Tareas por completar:
- a) Responde estas preguntas sobre el texto, cada una en su propia línea:
(i) ¿Quién figura como ilustradora del texto?
(ii) ¿En qué año está datada la carta de Vaneigem dirigida a sus hijos?
(iii) ¿Cuántos años de experiencia tenía Vaneigem al escribir esa carta?
- b) Enumera todas las personas que el texto menciona por su nombre.

Texto proporcionado:

§

26 de noviembre de 2024
por
Antonio Fernández Vicente
Ilustrador
Miriam Persand
A menudo se habla sobre la incomprensión entre generaciones que han crecido en épocas con mentalidades y modos de vivir muy dispares. Un abismo parece separar senectud y juventud. Sin embargo, la sabiduría de la experiencia podría articularse como una orientación certera, en especial en una época desencantada. La inteligencia de quienes han pasado la mayor parte de sus días en un mundo analógico podría iluminar con más claridad nuestro presente. Quizás las voces de Raoul Vaneigem y Ernesto Sabato ayuden al respecto, sin caer en la nostalgia idealista: “La frase ’todo tiempo pasado fue mejor‘ no indica que antes sucedieran menos cosas malas, sino que —felizmente— la gente las echa en el olvido” (Sabato, 1998: 61).
Vaneigem fue una de las figuras más características del impulso revolucionario del mayo francés del 68. Se hacía eco del profundo malestar entre la juventud. En una carta dirigida a sus hijos y a los hijos del porvenir datada en 2012, afirmaba que lo que no arraiga en la vivencia diaria, se hunde en el olvido hasta desaparecer. Y desde la platea de sus 78 años de experiencia constataba que, en los pequeños gestos, casi insignificantes en apariencia, se despliega el campo de batalla por el buen vivir. Para vivir mejor urge cambiar los hábitos de vida y la mentalidad que los fundamenta.
En esa misma carta, Vaneigem aludía a la red como un mercado de la soledad, donde lo que se comparte es la propia alienación y la mera ilusión de encuentros. Invitaba a la reflexión acerca de las rutinas diarias que convierten el tiempo de vida en una sucesión de penosas obligaciones. En lugar de adaptarse de forma pasiva y automática a cualquier innovación digital, ¿por qué no reflexionar sobre los efectos de incorporarla en la vida diaria? ¿Es un progreso humano lo que se presenta como progreso tecnológico?

§

Extractos de registros:

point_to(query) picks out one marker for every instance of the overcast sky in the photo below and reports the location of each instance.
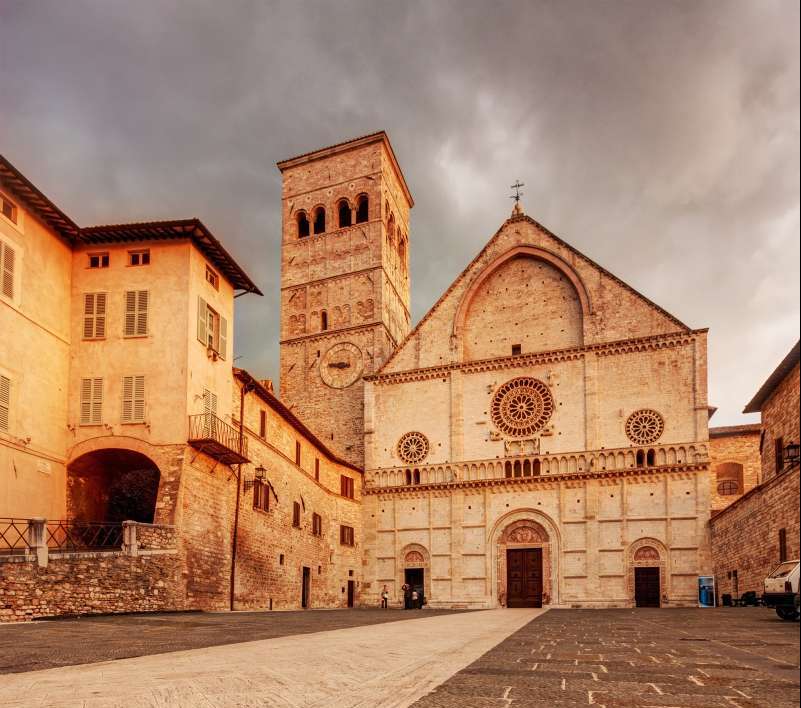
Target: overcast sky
(659, 138)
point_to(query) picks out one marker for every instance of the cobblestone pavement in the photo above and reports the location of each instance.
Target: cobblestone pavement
(694, 658)
(41, 645)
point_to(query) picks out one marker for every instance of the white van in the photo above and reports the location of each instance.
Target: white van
(781, 590)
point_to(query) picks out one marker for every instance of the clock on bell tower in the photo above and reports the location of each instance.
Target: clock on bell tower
(344, 282)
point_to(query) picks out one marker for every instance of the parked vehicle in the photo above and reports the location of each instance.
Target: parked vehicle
(781, 590)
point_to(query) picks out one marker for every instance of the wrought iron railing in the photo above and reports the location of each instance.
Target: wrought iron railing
(14, 536)
(69, 536)
(208, 428)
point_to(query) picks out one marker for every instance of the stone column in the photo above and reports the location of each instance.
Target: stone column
(37, 540)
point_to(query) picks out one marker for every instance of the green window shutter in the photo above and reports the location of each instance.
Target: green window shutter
(223, 337)
(202, 332)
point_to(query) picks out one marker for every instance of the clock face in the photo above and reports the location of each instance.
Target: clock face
(341, 366)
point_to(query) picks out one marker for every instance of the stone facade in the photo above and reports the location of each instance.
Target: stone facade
(734, 462)
(761, 529)
(344, 289)
(559, 401)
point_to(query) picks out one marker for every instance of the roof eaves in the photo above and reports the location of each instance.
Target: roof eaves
(778, 375)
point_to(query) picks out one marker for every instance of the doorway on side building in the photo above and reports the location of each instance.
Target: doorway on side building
(646, 587)
(305, 588)
(524, 577)
(415, 578)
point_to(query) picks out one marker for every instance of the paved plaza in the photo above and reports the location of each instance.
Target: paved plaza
(732, 658)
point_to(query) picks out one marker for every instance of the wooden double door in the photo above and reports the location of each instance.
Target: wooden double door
(524, 577)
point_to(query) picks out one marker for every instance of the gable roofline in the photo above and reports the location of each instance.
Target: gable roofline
(277, 405)
(380, 136)
(193, 229)
(727, 431)
(21, 187)
(536, 224)
(771, 384)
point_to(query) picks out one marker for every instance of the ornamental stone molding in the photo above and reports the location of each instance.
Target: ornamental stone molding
(645, 426)
(521, 407)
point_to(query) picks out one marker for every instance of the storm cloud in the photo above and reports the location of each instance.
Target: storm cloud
(659, 138)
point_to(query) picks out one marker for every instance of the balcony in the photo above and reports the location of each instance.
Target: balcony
(214, 437)
(528, 467)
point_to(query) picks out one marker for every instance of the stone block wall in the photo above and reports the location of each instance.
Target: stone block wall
(780, 419)
(745, 536)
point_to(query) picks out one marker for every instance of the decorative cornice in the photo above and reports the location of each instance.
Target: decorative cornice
(543, 480)
(625, 346)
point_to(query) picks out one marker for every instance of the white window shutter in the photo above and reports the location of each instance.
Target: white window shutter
(97, 401)
(100, 315)
(143, 300)
(127, 399)
(86, 401)
(88, 315)
(223, 337)
(5, 402)
(7, 261)
(130, 313)
(201, 321)
(139, 399)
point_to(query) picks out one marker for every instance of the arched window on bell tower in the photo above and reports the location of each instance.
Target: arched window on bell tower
(303, 224)
(344, 213)
(362, 209)
(319, 220)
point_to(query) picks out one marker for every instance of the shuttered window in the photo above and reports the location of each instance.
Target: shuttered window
(94, 315)
(133, 399)
(136, 307)
(5, 402)
(212, 329)
(7, 262)
(91, 401)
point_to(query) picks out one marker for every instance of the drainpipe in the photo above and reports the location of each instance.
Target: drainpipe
(246, 388)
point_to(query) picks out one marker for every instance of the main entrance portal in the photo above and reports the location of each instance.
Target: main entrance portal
(524, 577)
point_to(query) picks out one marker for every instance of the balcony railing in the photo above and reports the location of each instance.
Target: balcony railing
(24, 536)
(527, 466)
(216, 438)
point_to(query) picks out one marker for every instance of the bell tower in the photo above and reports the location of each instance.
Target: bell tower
(344, 282)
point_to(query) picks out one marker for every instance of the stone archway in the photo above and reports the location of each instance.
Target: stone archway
(112, 484)
(647, 553)
(415, 556)
(525, 529)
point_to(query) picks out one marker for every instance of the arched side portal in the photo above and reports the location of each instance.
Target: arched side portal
(112, 484)
(647, 554)
(519, 530)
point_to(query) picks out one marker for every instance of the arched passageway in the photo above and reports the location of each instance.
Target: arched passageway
(112, 484)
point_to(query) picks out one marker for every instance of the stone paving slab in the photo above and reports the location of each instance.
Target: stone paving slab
(385, 665)
(676, 658)
(28, 646)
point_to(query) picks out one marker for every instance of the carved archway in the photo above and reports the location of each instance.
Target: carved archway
(525, 528)
(648, 553)
(414, 555)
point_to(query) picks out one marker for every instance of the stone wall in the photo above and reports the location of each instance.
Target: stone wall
(729, 447)
(780, 419)
(745, 536)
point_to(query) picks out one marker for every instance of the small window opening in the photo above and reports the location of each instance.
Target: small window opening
(362, 209)
(344, 214)
(303, 225)
(319, 221)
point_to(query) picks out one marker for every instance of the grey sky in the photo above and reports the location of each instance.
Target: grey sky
(659, 138)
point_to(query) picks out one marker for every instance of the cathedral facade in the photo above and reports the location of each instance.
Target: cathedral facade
(539, 438)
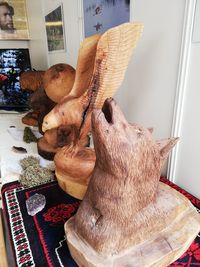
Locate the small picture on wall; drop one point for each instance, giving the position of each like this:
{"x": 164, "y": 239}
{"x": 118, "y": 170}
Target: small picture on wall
{"x": 13, "y": 20}
{"x": 100, "y": 15}
{"x": 55, "y": 30}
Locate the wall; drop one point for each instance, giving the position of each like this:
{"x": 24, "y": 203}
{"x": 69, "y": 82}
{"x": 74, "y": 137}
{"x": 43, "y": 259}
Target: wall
{"x": 71, "y": 12}
{"x": 147, "y": 94}
{"x": 148, "y": 91}
{"x": 37, "y": 43}
{"x": 186, "y": 173}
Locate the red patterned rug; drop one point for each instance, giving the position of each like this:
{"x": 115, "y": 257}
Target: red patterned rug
{"x": 40, "y": 240}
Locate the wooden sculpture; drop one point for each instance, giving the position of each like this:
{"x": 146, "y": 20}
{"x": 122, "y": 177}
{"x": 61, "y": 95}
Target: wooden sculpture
{"x": 67, "y": 134}
{"x": 110, "y": 57}
{"x": 58, "y": 81}
{"x": 31, "y": 81}
{"x": 127, "y": 217}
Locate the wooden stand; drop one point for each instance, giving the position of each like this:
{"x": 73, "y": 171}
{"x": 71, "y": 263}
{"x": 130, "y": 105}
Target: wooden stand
{"x": 161, "y": 249}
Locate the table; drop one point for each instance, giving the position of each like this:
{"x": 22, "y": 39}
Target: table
{"x": 40, "y": 240}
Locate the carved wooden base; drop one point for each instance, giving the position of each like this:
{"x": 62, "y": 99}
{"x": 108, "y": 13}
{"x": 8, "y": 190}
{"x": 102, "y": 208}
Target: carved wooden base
{"x": 161, "y": 249}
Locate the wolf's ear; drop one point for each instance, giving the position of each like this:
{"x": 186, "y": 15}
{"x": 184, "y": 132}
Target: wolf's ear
{"x": 150, "y": 129}
{"x": 165, "y": 146}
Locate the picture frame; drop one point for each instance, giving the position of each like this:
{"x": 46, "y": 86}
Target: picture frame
{"x": 20, "y": 31}
{"x": 54, "y": 22}
{"x": 101, "y": 15}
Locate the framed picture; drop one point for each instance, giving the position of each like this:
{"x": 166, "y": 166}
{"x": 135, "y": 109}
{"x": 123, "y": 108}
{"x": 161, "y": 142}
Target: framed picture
{"x": 55, "y": 29}
{"x": 100, "y": 15}
{"x": 13, "y": 20}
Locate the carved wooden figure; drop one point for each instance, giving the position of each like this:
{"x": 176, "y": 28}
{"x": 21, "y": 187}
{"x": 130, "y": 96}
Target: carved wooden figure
{"x": 128, "y": 218}
{"x": 98, "y": 76}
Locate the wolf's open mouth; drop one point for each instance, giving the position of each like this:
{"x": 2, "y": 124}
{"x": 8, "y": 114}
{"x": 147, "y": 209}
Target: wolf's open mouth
{"x": 108, "y": 110}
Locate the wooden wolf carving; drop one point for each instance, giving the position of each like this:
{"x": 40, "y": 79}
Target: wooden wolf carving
{"x": 124, "y": 204}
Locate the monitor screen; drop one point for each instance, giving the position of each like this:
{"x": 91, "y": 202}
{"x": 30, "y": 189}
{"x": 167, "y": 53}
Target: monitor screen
{"x": 12, "y": 63}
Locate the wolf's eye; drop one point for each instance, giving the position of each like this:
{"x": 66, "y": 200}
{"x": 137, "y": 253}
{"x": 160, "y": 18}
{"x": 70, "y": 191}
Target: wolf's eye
{"x": 139, "y": 132}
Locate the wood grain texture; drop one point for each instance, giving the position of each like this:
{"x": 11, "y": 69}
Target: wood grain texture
{"x": 114, "y": 49}
{"x": 58, "y": 81}
{"x": 124, "y": 182}
{"x": 159, "y": 249}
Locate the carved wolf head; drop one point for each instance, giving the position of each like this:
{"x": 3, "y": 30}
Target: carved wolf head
{"x": 127, "y": 149}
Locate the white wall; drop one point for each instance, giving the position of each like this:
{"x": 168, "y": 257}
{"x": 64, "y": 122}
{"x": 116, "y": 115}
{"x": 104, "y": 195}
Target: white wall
{"x": 186, "y": 173}
{"x": 38, "y": 42}
{"x": 147, "y": 94}
{"x": 148, "y": 91}
{"x": 71, "y": 12}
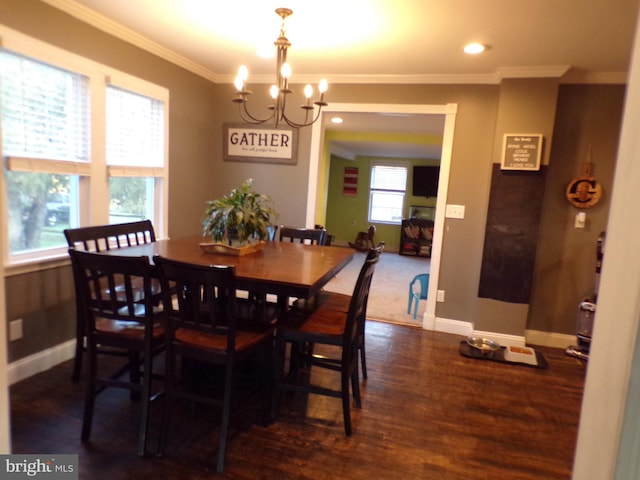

§

Conjunto de soluciones:
- a)
(i) Miriam Persand
(ii) 2012
(iii) 78 años

- b)
Antonio Fernández Vicente
Miriam Persand
Raoul Vaneigem
Ernesto Sabato